++++ Supplied text
The data and analysis software will be made public upon publication of the manuscript.
Support for submitted paper: Interpretable Machine Learning Biosignature Detection from Ocean Worlds Analogue CO2 Isotopologue Data
This repository contains benchmark ocean world analogue exerimental Isotope Ratio Mass Spec (IRMS) data for biotic and abiotic samples. Download directly from this site to use the data. The data can be found in two places: new_results/data
and paper_results/data
.
We also provide an analysis R script to classify biotic versus abiotic samples (i.e., biosignature models) using LASSO penalized NPDR (nearest-neighbor projected distance regression) with random forest proximity metric and random forest for classification. To perform the analysis pipeline from the beginning, run new_results/npdr_rf_biosig.R
in RStudio. Slight differences from the paper results may arise due to cross-validated parameter tuning. Thus, we also provide the reported paper (submitted) results in paper_results
.
Install the NPDR R library as follows.
# install.packages("devtools") # uncomment to install devtools
library(devtools)
devtools::install_github("insilico/npdr")
library(npdr)
Other possible dependencies for running analysis script:
install.packages(c("ranger", "reshape2", "dplyr", "caret", "glmnet"))
install.packages(c("speedglm", "wordspace", "doParallel", "foreach"))
Lily Clough and Brett McKinney
++++++++
++++ Listed records
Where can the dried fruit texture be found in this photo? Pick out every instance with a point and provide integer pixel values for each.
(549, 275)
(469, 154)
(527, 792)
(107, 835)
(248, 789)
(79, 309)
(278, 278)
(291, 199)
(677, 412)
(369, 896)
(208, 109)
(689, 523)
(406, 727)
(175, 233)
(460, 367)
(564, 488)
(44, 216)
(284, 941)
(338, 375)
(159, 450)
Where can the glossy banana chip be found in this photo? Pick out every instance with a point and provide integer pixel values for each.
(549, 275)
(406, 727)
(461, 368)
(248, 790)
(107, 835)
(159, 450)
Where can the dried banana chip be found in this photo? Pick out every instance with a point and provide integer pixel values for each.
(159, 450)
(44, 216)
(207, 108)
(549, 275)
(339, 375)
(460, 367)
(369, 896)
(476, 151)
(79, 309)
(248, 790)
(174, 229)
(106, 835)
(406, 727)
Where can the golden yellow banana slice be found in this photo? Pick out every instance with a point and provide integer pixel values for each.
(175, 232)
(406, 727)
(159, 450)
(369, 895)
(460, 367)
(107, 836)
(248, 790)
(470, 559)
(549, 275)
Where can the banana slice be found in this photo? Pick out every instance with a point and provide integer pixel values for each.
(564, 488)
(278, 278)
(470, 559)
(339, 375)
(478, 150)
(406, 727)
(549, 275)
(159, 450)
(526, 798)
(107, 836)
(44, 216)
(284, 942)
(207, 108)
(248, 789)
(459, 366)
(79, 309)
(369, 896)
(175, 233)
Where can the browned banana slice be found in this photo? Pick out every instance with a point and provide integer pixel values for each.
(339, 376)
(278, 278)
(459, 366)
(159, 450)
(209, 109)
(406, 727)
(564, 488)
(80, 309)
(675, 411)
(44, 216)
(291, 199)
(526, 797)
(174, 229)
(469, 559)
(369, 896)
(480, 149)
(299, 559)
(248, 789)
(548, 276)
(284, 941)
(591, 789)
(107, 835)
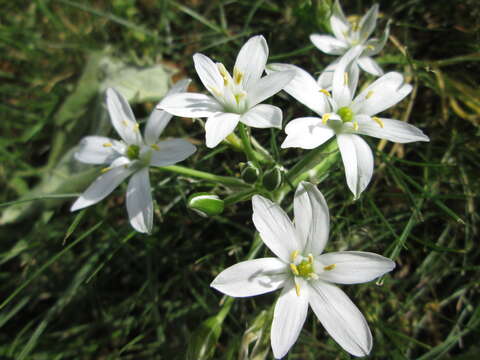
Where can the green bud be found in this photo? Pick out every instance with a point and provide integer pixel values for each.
(206, 204)
(273, 178)
(250, 173)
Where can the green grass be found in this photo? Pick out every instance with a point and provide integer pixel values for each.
(85, 286)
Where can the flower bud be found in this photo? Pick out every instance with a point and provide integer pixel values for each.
(250, 173)
(273, 178)
(206, 204)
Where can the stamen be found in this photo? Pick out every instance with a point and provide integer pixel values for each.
(330, 267)
(294, 255)
(325, 118)
(378, 121)
(323, 91)
(294, 269)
++++++++
- **Problem set**:
[1] Answer these questions about the repository text:
(a) In which two locations can the data be found?
(b) Which method does the analysis script use for classification?
(c) Which command installs the NPDR library from GitHub?
[2] Please reproduce the part of the repository text starting with "We also provide an" and going on through "library(npdr)".

- **Answers by task**:
[1]
(a) new_results/data and paper_results/data
(b) Random forest
(c) devtools::install_github("insilico/npdr")

[2]
We also provide an analysis R script to classify biotic versus abiotic samples (i.e., biosignature models) using LASSO penalized NPDR (nearest-neighbor projected distance regression) with random forest proximity metric and random forest for classification. To perform the analysis pipeline from the beginning, run new_results/npdr_rf_biosig.R
in RStudio. Slight differences from the paper results may arise due to cross-validated parameter tuning. Thus, we also provide the reported paper (submitted) results in paper_results
.
Install the NPDR R library as follows.
# install.packages("devtools") # uncomment to install devtools
library(devtools)
devtools::install_github("insilico/npdr")
library(npdr)